STUDY TEXT —
^^^^^^^^^^^^^^^^
The rigmarole of entering the ground was, true to that last cliche, both different and normal. Different in that there were new rituals and procedures to be followed, normal in that those rituals and procedures seemed just as ill-thought out as the old ones.

“Pack all your belongings into the provided clear plastic bags so its easier for the security guards to inspect them, unless you have your own bag which is smaller than A4 (and yes, the MCG has now adopted paper sizes as its standard unit of bag measurement) in which case you can forget about the new transparent-so-its-easier-for-the-guards rule, because the opaqueness of the bag will be cancelled out by the smallness of the bag. Oh, and when you get to the security guard with the explosives-testing wand, stand on the green sticker to ensure you are 1.5 metres away from him, even though he isn’t standing on his sticker, meaning that by standing on your sticker, you’re actually standing closer to him than you would have if you’d just used common sense and stood a few paces away from him. Thanks for your compliance.”

Stepping back into the ground was like that weird feeling you get coming home after a long holiday. Everything was exactly as I’d left it, but looked strangely unfamiliar. It was the opposite of deja vu; I felt like I’d never been before there, even though I knew I had.

These feelings faded as I settled into the rhythm of the day. The toss, the anthem, James Sherry’s cheesy MC work; watery coffee, Red Rooster strips and chips, Mount Franklin bottles at heavily inflated places; cheered maidens, jeered misfields, incomprehensible chants from the bays of Indian supporters.

The cricket was exciting, though, to an Australian eye, not entirely enjoyable. Wade, Labuschagne and Smith threw their wickets away, while Head, Paine and Green threw away good starts, albeit to well-directed deliveries. Burns was a dual victim of good bowling and poor selection, with Langer and co so wedded to incumbency and a left-right opening combo that it’s incumbent right-hander is now a walking wicket.

Rahane won plaudits on Twitter for his strategic nous, but for most of the morning his strategy seemed entirely devoid of nous. Yadav opened with 6 straight overs of wide half-trackers from the members end, a spell that, after Siraj’s lively post-lunch display, seemed like 6 overs too many. The premature introduction of Jadeja in the first 20 overs eased the pressure on Labuschagne and Head, while, had Bumrah been reintroduced earlier, Australia’s most fruitful partnership may well have been halved.
^^^^^^^^^^^^^^^^
WORK REQUEST —
Continue the account of the day at the MCG, starting after its last sentence.

STUDY MATERIAL —
^^^^^^^^^^^^^^^^
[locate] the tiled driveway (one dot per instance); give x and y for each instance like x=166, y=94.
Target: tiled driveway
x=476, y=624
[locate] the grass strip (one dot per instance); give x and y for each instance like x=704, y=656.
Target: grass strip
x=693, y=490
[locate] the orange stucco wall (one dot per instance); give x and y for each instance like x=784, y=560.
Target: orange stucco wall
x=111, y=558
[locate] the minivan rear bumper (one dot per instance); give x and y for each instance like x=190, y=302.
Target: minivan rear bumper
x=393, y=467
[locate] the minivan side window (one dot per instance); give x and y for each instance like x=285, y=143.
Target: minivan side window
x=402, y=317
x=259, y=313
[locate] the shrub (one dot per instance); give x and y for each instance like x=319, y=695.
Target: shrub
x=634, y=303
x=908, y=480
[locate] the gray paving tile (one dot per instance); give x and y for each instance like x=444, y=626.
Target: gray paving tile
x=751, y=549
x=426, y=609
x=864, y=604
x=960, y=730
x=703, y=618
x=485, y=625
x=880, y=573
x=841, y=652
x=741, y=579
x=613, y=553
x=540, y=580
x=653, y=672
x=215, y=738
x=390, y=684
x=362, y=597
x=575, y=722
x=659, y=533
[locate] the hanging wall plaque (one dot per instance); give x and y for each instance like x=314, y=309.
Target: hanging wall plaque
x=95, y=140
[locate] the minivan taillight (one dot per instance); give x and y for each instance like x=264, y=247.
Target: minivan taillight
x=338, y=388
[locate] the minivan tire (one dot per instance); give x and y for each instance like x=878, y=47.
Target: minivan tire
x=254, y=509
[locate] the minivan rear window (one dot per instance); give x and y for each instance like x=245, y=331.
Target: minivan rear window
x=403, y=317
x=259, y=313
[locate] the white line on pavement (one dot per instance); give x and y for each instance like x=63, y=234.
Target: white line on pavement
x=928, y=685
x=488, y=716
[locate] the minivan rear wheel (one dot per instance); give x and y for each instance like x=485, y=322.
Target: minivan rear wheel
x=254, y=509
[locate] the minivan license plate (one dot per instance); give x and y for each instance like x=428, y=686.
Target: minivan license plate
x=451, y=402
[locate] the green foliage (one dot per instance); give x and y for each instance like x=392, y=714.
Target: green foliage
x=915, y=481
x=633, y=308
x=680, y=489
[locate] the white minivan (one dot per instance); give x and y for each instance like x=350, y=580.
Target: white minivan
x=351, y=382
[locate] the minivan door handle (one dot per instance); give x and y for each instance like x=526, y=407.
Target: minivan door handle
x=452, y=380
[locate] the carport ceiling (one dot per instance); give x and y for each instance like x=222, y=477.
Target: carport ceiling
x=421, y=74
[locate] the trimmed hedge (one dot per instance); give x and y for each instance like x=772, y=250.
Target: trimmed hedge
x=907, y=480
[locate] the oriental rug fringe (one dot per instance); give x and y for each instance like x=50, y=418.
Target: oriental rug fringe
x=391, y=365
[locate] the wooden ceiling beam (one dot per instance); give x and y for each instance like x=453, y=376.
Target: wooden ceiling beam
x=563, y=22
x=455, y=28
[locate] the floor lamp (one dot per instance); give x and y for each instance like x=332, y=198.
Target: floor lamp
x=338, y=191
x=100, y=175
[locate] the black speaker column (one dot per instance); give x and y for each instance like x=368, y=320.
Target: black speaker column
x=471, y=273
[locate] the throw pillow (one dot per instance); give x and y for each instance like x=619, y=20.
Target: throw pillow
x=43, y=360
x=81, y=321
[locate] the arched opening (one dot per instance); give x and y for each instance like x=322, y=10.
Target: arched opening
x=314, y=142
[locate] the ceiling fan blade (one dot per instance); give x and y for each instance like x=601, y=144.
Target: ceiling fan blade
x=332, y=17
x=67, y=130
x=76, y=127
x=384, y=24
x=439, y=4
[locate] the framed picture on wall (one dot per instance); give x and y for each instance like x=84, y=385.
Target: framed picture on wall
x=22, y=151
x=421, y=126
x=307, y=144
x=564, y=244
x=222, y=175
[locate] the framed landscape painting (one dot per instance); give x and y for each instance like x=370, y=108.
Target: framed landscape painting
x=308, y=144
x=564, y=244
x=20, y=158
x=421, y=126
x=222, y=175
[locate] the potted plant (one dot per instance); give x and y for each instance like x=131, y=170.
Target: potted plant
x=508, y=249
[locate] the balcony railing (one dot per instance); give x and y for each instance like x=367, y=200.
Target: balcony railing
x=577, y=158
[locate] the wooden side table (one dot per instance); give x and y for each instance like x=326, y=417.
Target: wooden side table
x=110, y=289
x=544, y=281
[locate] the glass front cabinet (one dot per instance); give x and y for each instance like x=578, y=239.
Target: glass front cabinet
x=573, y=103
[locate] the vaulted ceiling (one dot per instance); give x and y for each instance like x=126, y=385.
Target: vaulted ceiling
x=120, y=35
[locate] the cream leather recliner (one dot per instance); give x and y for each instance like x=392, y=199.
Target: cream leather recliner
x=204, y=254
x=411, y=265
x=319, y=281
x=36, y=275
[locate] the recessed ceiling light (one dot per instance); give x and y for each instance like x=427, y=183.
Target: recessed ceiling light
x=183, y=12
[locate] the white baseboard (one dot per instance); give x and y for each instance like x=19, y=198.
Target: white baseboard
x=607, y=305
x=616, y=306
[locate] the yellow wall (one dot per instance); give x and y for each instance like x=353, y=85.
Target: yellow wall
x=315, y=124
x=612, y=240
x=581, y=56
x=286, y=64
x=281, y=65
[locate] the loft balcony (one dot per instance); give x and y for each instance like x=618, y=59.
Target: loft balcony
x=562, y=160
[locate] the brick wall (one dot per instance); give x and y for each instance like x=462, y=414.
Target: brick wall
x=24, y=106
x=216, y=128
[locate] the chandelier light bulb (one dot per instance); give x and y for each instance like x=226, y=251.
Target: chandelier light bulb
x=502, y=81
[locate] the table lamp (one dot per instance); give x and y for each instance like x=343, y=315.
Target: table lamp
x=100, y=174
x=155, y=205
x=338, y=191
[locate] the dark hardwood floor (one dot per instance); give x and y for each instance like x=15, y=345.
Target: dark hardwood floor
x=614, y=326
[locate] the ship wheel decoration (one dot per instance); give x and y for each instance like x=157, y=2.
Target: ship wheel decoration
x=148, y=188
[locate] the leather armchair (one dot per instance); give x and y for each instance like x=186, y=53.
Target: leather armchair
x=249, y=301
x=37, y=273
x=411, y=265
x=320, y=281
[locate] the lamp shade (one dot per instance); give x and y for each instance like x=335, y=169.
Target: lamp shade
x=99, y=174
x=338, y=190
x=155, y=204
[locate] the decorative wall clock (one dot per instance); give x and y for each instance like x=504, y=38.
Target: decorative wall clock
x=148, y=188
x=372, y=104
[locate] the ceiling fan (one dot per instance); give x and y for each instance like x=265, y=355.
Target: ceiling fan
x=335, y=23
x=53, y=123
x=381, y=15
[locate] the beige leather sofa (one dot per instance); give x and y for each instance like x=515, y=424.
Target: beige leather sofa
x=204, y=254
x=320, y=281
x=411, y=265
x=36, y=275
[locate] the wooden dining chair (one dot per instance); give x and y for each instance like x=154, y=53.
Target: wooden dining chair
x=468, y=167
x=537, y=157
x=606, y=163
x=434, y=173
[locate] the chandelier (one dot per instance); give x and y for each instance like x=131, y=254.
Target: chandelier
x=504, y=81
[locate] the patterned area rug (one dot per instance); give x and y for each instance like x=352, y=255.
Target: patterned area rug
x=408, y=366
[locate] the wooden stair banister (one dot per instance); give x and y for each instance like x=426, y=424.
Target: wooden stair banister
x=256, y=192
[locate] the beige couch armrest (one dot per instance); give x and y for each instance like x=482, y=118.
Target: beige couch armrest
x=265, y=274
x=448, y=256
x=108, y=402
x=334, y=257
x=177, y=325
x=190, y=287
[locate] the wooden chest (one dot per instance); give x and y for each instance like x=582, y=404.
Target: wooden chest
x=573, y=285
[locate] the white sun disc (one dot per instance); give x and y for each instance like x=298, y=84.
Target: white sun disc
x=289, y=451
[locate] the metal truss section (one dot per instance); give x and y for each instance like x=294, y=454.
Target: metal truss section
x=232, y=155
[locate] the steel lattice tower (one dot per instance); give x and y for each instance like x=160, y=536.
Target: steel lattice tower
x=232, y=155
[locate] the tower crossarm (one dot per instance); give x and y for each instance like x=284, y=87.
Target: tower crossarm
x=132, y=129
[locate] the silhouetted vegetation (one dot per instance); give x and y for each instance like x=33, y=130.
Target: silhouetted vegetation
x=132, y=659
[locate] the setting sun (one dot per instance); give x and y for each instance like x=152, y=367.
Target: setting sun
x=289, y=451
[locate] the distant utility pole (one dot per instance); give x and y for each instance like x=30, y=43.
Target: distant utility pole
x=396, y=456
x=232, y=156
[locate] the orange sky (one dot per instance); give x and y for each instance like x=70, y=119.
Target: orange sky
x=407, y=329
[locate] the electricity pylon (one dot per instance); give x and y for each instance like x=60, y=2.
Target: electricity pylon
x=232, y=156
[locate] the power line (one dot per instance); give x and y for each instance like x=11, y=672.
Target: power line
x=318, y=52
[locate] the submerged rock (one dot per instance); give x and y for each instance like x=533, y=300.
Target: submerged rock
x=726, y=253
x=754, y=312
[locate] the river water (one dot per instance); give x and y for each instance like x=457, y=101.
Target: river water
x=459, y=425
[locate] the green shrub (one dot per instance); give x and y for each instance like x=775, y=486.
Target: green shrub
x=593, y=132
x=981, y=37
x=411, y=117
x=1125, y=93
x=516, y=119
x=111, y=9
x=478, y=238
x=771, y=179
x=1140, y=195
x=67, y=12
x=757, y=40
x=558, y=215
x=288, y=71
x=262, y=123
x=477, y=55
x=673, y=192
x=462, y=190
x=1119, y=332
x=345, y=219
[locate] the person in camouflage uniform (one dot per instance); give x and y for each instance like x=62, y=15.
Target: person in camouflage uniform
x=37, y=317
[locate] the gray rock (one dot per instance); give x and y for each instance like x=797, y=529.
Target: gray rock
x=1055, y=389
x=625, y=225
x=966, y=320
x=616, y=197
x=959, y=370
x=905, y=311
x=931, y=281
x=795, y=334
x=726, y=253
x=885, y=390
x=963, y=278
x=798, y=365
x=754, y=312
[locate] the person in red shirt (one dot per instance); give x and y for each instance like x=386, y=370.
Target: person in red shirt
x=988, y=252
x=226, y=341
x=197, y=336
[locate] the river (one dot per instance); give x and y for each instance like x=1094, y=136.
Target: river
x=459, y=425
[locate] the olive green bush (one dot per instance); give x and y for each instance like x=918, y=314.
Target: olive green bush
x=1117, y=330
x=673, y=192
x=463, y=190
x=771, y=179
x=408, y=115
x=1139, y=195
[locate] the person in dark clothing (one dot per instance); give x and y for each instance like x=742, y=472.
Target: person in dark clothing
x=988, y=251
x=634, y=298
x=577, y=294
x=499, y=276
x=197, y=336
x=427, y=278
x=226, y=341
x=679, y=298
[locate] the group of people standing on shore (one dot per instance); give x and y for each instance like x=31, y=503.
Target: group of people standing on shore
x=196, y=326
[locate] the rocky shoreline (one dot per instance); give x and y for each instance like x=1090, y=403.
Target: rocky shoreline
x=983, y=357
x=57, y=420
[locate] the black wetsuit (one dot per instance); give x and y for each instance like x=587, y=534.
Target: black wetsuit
^^^^^^^^^^^^^^^^
EXPECTED OUTPUT —
India’s bowlers were the real heroes. Setting a leg slip for Smith is a tactic that’s been used since the last Ashes in Australia, and it doesn’t take a genius captain to employ it. It does, though, take a genius off-spinner to bamboozle Smith with enough turn and bounce to make him, for half a second, mute the voice inside his head screaming “DON’T HIT IT BEHIND SQUARE, DON’T HIT IT BEHIND SQUARE”.

Bumrah looked threatening with every ball of every spell, while Siraj bowled with the sort of control and aggression you need if you want to pull off a freshly barbered man-bun on a cricket field.

The Aussies stumbled to 195, a lean total that, as many on Twitter gleefully pointed out, could still be competitive if India batted to form.

Agarwal did exactly that, trapped in front by Starc for a duck, to go with 17 and 9 at Adelaide. Debutant Shubman Gill also batted to form, backing up his astonishing First Class numbers (2270 runs at 68.78) with a confident looking 28 before stumps.

The ‘G was absolutely heaving in that last hour, the Indian fans roaring for every run, and the Aussie fans ‘OOOH’ing every play and miss..

As I sat up on Level 2 of the Great Southern Stand, drumming on the seat in front of me every time Starc thundered in to the crease, I wasn’t thinking about deja vu, or cliches, or arbitrary transparent bag rules.

I felt, for the first time in a year, the pure ecstasy of being absorbed in live sport. Those freeing moments where you’re entirely devoid of self, where nothing matters but the next ball, the next over, the next session.

Some things are different, but some things never change.